→ TEXTABSCHNITT:
──────
Neuer Zirkus oder Zeitgenössischer Zirkus oder…?

Im Fachdiskurs wird „Nouveau Cirque“ vor allem für Zirkusproduktionen verwendet, die im Zeitraum der 1970er bis 1990er Jahre entstanden sind. Die Produktionen ab den späten 1990er Jahren werden tendenziell als zeitgenössischer Zirkus (cirque contemporain) bezeichnet. Diese begriffliche Verschiebung verweist auf einen Generationenwechsel wie auch auf einen ästhetischen Wandel innerhalb des Feldes, die beide Ende der 1990er Jahre verortet werden können. Und beide, der neue wie auch der zeitgenössische Zirkus, werden implizit oder explizit in Abgrenzung zum sogenannten traditionellen oder klassischen Zirkus gedacht.

Im französisch- wie auch im englischsprachigen Raum ist heute vielfach nur noch von „Zirkus“ oder von den „Zirkuskünsten“ die Rede und Zusatzbeschreibungen wie „neu“ oder „zeitgenössisch“ entfallen zunehmend. Vielfach sind dort auch Debatten über die Gattungsbezeichnungen „Tanz“, „Theater“ und „Zirkus“ anzutreffen, da diese oft nicht mehr der viel breiteren Praxis der Künstler*innen entsprechen. Da das Adjektiv „zeitgenössisch“ für Produktionen der späten 1990er und der 2000er Jahre verwendet wird, ist es heute schon einigermaßen veraltet. Die starke Abgrenzung gegenüber dem traditionellen Zirkus scheint mir aus verschiedenen Gründen problematisch: Ohne den traditionellen Zirkus als Referenzpunkt sowie ohne die Praxis der Generationen von Zirkuskünstler*innen vor uns wären wir nicht da, wo wir heute sind. Zu einem weiteren Grund komme ich noch. Ich persönlich bevorzuge es daher schlicht und einfach von Zirkus oder bei Bedarf von aktuellen Zirkusformen zu sprechen. Der Plural verweist außerdem auf die vielfältigen künstlerischen Ansätze und Ästhetiken, die diesen Bereich des Kulturschaffens prägen.
──────
→ GEGEBENE ANGABEN:

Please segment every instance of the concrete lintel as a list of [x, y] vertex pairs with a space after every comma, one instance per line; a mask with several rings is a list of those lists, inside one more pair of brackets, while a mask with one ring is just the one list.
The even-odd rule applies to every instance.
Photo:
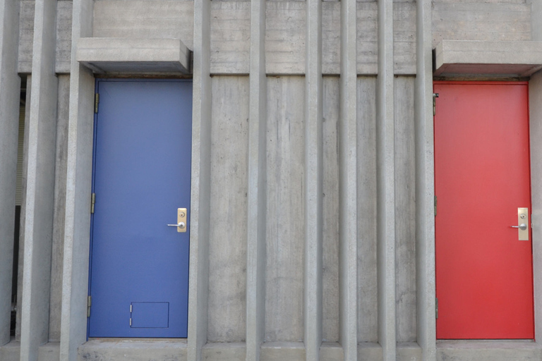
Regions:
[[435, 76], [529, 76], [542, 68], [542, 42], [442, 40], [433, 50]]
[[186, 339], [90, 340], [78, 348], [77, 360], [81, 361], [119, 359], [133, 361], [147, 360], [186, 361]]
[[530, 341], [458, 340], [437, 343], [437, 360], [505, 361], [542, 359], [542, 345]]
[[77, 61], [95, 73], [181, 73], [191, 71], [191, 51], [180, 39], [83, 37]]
──────
→ ZIEL DER ÜBUNG: Kopiere aus dem Text über die Bezeichnungen des Zirkus wortgetreu die Stelle, die mit „Im Fachdiskurs wird“ beginnt und mit „klassischen Zirkus gedacht.“ endet.

→ VOLLSTÄNDIGE AUSGABE:
Im Fachdiskurs wird „Nouveau Cirque“ vor allem für Zirkusproduktionen verwendet, die im Zeitraum der 1970er bis 1990er Jahre entstanden sind. Die Produktionen ab den späten 1990er Jahren werden tendenziell als zeitgenössischer Zirkus (cirque contemporain) bezeichnet. Diese begriffliche Verschiebung verweist auf einen Generationenwechsel wie auch auf einen ästhetischen Wandel innerhalb des Feldes, die beide Ende der 1990er Jahre verortet werden können. Und beide, der neue wie auch der zeitgenössische Zirkus, werden implizit oder explizit in Abgrenzung zum sogenannten traditionellen oder klassischen Zirkus gedacht.